> [Task details]: Would you please copy every line below that includes the string "segment"?
■ ■ ■ ■ ■ ■ ■
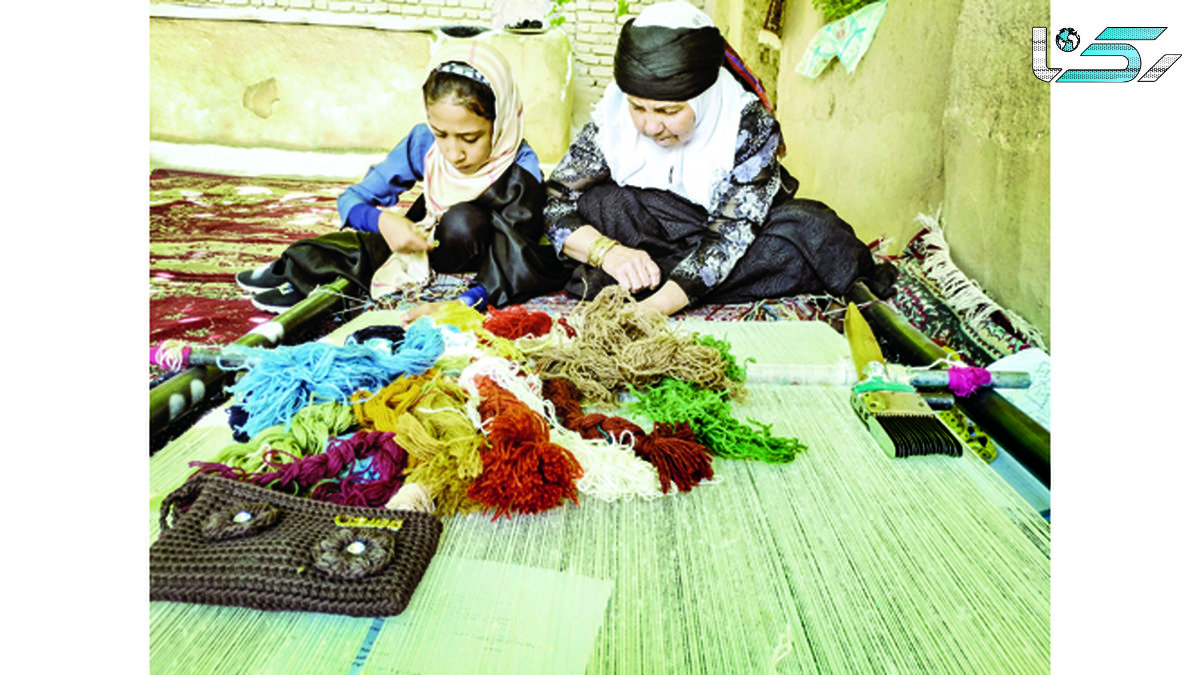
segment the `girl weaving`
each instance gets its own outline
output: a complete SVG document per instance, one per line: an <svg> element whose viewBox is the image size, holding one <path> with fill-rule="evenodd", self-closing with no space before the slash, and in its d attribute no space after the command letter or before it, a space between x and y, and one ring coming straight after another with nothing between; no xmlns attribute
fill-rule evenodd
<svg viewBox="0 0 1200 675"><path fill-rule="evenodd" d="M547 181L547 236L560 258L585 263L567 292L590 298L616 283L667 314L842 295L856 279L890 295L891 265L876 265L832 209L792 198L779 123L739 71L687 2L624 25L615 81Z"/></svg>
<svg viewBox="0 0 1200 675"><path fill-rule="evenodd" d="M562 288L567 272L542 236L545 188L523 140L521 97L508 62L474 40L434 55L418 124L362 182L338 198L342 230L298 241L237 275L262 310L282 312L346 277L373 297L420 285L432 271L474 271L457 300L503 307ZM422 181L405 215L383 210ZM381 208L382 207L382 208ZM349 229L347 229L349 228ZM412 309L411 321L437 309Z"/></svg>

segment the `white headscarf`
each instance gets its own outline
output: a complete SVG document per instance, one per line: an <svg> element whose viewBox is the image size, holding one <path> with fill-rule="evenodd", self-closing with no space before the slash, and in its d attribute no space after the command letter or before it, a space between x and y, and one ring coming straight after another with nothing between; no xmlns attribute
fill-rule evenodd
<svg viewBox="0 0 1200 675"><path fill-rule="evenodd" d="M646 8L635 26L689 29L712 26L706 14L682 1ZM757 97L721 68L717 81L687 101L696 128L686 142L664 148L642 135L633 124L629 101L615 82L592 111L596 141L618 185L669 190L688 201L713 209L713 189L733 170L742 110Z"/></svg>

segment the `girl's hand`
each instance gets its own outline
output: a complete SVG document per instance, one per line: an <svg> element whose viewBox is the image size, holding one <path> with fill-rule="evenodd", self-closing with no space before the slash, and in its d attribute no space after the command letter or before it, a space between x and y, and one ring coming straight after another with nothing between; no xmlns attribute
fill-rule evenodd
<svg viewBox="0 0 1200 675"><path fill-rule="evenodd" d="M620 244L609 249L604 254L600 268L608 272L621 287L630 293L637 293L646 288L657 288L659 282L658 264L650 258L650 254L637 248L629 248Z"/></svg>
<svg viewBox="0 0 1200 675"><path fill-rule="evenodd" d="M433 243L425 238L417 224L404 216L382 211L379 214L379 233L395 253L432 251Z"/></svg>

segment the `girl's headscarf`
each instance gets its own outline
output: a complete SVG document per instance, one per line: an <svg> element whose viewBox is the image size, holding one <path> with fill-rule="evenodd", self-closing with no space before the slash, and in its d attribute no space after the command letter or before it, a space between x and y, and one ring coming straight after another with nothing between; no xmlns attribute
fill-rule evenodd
■ ■ ■ ■ ■ ■ ■
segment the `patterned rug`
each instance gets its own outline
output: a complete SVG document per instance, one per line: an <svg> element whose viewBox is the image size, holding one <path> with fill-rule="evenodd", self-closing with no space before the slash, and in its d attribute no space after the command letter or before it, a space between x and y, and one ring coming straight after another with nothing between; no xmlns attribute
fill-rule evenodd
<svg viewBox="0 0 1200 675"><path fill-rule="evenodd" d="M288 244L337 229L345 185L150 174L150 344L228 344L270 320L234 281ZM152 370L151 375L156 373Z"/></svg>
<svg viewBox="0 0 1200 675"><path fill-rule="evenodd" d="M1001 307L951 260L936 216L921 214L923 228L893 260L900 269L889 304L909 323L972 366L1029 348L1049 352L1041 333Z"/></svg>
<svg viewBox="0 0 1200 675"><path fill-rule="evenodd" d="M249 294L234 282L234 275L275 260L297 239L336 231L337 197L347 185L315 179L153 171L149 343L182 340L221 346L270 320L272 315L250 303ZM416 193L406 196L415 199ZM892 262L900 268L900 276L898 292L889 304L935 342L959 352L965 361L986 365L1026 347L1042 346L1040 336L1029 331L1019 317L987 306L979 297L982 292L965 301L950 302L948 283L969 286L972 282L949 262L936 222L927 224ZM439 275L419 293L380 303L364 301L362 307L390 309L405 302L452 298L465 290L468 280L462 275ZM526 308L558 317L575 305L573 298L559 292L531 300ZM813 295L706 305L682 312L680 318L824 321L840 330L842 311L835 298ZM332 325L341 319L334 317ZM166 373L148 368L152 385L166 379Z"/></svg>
■ ■ ■ ■ ■ ■ ■
> [Exercise solution]:
segment the `girl weaving`
segment the `white headscarf`
segment the `girl's hand`
segment the `girl's headscarf`
segment the `patterned rug`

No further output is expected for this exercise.